Re: World IPv6 Only Day.

2011-06-09 Thread Tim Chown

On 9 Jun 2011, at 05:36, Karl Auer wrote:

 On Wed, 2011-06-08 at 17:37 -1000, Paul Graydon wrote:
 Dumb question.. what does the switch (L2) have to do with IPv6 (L3), or 
 is it one of those 'somewhere in between the two' things?
 
 Well, a modern switch should work fine, even if not directly IPv6 aware,
 but it won't understand multicast and will generally flood multicast
 frames to all interfaces. So definitely stipulate IPv6 capability, even
 for switches

And it won't have DHCPv6 snooping, or tools to mitigate rogue RAs.

Tim



Re: World IPv6 Only Day.

2011-06-09 Thread Joseph Jackson
Wouldn't the multicast flooding be just like broadcasts tho?  Some of
my sites don't have switches that will be upgraded or upgradeable to
software that will support IPv6 directly (at least not for a few
years).  Is that going to cause major headaches?  I under stand the RA
risks but the DHCPv6 snooping I'm not too clear on.



On Thu, Jun 9, 2011 at 1:55 AM, Tim Chown t...@ecs.soton.ac.uk wrote:

 On 9 Jun 2011, at 05:36, Karl Auer wrote:

 On Wed, 2011-06-08 at 17:37 -1000, Paul Graydon wrote:
 Dumb question.. what does the switch (L2) have to do with IPv6 (L3), or
 is it one of those 'somewhere in between the two' things?

 Well, a modern switch should work fine, even if not directly IPv6 aware,
 but it won't understand multicast and will generally flood multicast
 frames to all interfaces. So definitely stipulate IPv6 capability, even
 for switches

 And it won't have DHCPv6 snooping, or tools to mitigate rogue RAs.

 Tim





Re: World IPv6 Only Day.

2011-06-09 Thread Iljitsch van Beijnum
On 9 jun 2011, at 6:36, Karl Auer wrote:

 Well, a modern switch should work fine, even if not directly IPv6 aware,
 but it won't understand multicast and will generally flood multicast
 frames to all interfaces. So definitely stipulate IPv6 capability, even
 for switches

Are there any switches out there that do MLDP snooping to avoid flooding IPv6 
multicasts?




Re: World IPv6 Only Day.

2011-06-09 Thread Joel Jaeggli
yes

http://www.google.com/search?q=mld+snooping+switch

On Jun 9, 2011, at 9:49 AM, Iljitsch van Beijnum wrote:

 On 9 jun 2011, at 6:36, Karl Auer wrote:
 
 Well, a modern switch should work fine, even if not directly IPv6 aware,
 but it won't understand multicast and will generally flood multicast
 frames to all interfaces. So definitely stipulate IPv6 capability, even
 for switches
 
 Are there any switches out there that do MLDP snooping to avoid flooding IPv6 
 multicasts?
 
 
 




Re: World IPv6 Only Day.

2011-06-09 Thread Erik Bais
Hi Iljitsch,

The switches from Extreme Networks do MLD and MLD snooping, I know for sure on 
the x450's and up, probably below that line as well.

MATERIAL:
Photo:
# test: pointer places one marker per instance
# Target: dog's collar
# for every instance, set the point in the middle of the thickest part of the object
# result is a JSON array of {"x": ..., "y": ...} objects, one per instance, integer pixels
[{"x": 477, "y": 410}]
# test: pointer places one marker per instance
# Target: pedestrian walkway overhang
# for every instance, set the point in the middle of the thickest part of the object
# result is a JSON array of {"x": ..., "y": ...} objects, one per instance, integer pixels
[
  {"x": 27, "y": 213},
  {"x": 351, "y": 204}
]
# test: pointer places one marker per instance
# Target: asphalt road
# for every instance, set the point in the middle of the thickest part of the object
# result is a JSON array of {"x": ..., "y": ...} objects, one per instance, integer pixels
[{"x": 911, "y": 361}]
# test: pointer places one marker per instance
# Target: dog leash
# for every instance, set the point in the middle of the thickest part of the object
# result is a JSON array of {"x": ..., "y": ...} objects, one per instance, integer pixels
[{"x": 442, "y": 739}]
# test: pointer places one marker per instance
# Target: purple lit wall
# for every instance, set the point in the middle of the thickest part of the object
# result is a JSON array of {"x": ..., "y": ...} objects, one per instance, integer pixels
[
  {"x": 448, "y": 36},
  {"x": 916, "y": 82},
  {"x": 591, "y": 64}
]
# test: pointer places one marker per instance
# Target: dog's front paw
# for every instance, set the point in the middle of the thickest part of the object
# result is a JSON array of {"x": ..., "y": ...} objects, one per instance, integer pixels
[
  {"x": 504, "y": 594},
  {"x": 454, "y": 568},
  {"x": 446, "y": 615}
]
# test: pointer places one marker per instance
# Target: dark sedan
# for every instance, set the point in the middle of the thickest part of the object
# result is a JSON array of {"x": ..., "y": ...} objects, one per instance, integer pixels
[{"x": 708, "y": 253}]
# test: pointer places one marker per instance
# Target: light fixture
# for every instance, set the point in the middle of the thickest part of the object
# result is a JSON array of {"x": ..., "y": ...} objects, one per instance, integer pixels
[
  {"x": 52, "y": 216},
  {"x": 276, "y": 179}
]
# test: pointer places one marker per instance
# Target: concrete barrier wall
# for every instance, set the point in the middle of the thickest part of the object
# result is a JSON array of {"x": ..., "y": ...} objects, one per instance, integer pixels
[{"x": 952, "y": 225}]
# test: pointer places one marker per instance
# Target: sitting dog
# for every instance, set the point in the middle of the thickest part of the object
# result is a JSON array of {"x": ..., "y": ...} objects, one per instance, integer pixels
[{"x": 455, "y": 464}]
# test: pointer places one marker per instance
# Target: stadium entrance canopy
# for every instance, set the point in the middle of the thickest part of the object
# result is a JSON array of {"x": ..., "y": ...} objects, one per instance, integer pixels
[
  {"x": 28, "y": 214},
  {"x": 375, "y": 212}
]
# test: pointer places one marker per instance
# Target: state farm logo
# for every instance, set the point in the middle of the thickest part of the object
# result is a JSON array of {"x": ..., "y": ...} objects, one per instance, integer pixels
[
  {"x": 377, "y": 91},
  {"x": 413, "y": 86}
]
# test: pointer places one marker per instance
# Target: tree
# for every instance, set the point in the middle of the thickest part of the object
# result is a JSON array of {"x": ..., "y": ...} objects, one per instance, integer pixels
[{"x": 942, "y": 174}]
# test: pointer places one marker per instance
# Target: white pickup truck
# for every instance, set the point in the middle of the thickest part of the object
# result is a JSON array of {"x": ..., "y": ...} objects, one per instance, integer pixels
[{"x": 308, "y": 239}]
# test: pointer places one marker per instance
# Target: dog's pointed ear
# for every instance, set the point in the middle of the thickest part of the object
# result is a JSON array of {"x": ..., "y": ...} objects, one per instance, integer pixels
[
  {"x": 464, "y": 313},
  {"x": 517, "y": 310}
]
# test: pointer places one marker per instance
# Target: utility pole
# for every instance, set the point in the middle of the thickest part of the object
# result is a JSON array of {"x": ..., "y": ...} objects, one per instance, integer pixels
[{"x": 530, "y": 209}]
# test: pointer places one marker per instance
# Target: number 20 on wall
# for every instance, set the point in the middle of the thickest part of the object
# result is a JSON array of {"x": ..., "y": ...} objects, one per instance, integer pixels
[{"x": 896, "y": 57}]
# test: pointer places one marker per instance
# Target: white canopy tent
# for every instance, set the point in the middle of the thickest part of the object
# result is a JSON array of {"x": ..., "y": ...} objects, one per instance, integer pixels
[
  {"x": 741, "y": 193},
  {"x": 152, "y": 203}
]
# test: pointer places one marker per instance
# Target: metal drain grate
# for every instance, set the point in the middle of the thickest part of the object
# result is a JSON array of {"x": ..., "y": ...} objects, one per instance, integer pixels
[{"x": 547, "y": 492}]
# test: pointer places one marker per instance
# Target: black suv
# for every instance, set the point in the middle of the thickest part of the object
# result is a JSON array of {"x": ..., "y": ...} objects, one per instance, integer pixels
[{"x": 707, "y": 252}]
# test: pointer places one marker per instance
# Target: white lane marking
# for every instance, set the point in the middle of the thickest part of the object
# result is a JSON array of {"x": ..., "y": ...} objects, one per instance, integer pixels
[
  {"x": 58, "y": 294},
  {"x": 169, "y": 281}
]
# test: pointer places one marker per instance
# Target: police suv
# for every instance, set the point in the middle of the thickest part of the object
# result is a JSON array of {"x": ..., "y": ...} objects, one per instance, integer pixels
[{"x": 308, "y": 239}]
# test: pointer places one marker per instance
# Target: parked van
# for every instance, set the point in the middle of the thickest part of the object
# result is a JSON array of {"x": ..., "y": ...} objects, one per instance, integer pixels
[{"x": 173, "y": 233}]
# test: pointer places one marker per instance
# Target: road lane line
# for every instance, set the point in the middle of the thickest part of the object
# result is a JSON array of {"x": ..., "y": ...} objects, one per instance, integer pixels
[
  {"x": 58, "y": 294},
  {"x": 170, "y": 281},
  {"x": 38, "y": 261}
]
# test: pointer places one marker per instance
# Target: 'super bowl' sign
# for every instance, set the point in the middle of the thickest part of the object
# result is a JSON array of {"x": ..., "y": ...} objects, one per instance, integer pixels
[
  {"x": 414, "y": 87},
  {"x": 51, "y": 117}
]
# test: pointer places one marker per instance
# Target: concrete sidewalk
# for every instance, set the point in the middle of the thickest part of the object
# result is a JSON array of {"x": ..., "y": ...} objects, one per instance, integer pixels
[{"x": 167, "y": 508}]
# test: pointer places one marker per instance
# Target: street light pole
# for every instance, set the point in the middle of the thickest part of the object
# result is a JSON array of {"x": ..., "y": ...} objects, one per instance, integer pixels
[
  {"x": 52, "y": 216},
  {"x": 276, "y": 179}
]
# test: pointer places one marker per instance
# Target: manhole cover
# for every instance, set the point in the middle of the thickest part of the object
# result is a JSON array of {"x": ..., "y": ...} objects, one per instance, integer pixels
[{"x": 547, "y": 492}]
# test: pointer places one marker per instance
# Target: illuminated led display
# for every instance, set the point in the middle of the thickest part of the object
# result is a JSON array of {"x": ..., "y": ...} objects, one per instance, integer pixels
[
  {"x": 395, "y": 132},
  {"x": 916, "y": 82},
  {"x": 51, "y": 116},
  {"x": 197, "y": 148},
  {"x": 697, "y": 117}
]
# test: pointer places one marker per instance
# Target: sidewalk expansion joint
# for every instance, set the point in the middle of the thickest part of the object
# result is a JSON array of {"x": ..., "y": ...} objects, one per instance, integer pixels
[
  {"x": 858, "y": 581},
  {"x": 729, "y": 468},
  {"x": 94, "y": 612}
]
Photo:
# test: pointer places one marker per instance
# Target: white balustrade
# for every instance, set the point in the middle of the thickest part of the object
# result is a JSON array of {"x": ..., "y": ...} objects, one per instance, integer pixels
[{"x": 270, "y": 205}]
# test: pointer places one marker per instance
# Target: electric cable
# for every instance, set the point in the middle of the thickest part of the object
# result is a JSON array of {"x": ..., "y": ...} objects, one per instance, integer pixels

STATED EXERCISE: Resume the mailing-list thread about switches and IPv6 from its final sentence.

REPLY TO THE TASK:
Erik Bais

Verstuurd vanaf mijn iPad

Op Jun 9, 2011 om 18:49 heeft Iljitsch van Beijnum iljit...@muada.com het 
volgende geschreven:

 On 9 jun 2011, at 6:36, Karl Auer wrote:
 
 Well, a modern switch should work fine, even if not directly IPv6 aware,
 but it won't understand multicast and will generally flood multicast
 frames to all interfaces. So definitely stipulate IPv6 capability, even
 for switches
 
 Are there any switches out there that do MLDP snooping to avoid flooding IPv6 
 multicasts?
 
 



Re: World IPv6 Only Day.

2011-06-09 Thread Ray Soucy
Cisco has had MLD snooping support for some time.  But they seem to
have broken it in a recent release, so it drops ND traffic and breaks
IPv6; been after them to fix it, but doesn't look like it's been
resolved yet.

But you're correct that without MLD snooping IPv6 ND traffic is on par
with IPv4 broadcast traffic and not a major problem.  It does mean,
however, that a large IPv6 multicast stream, like video or system
imaging, would be about as bad as doing so on IPv4 without IGMP
snooping.

On Thu, Jun 9, 2011 at 12:49 PM, Iljitsch van Beijnum
iljit...@muada.com wrote:
 On 9 jun 2011, at 6:36, Karl Auer wrote:

 Well, a modern switch should work fine, even if not directly IPv6 aware,
 but it won't understand multicast and will generally flood multicast
 frames to all interfaces. So definitely stipulate IPv6 capability, even
 for switches

 Are there any switches out there that do MLDP snooping to avoid flooding IPv6 
 multicasts?






-- 
Ray Soucy

Epic Communications Specialist

Phone: +1 (207) 561-3526

Networkmaine, a Unit of the University of Maine System
http://www.networkmaine.net/



Re: World IPv6 Only Day.

2011-06-09 Thread Martin Millnert
Iljitsch,

On Thu, Jun 9, 2011 at 12:49 PM, Iljitsch van Beijnum
iljit...@muada.com wrote:
 Are there any switches out there that do MLDP snooping to avoid flooding IPv6 
 multicasts?

Something as enterprisey as even HP Procurve (!) has been doing this for years.

Regards,
Martin



Re: World IPv6 Only Day.

2011-06-09 Thread Iljitsch van Beijnum
On 9 jun 2011, at 19:34, Ray Soucy wrote:

 But you're correct that without MLD snooping IPv6 ND traffic is on par
 with IPv4 broadcast traffic and not a major problem.  It does mean,
 however, that a large IPv6 multicast stream, like video or system
 imaging, would be about as bad as doing so on IPv4 without IGMP
 snooping.

Of course the ethernet hardware in the host will filter multicast packets the 
host isn't listening for, so it just wastes some bandwidth on ports where the 
traffic isn't needed. This is unlike ARP, each ARP packet wakes up the CPU.


Re: World IPv6 Only Day.

2011-06-09 Thread TJ
On Thu, Jun 9, 2011 at 13:34, Ray Soucy r...@maine.edu wrote:

 Cisco has had MLD snooping support for some time.  But they seem to
 have broken it in a recent release, so it drops ND traffic and breaks
 IPv6; been after them to fix it, but doesn't look like it's been
 resolved yet.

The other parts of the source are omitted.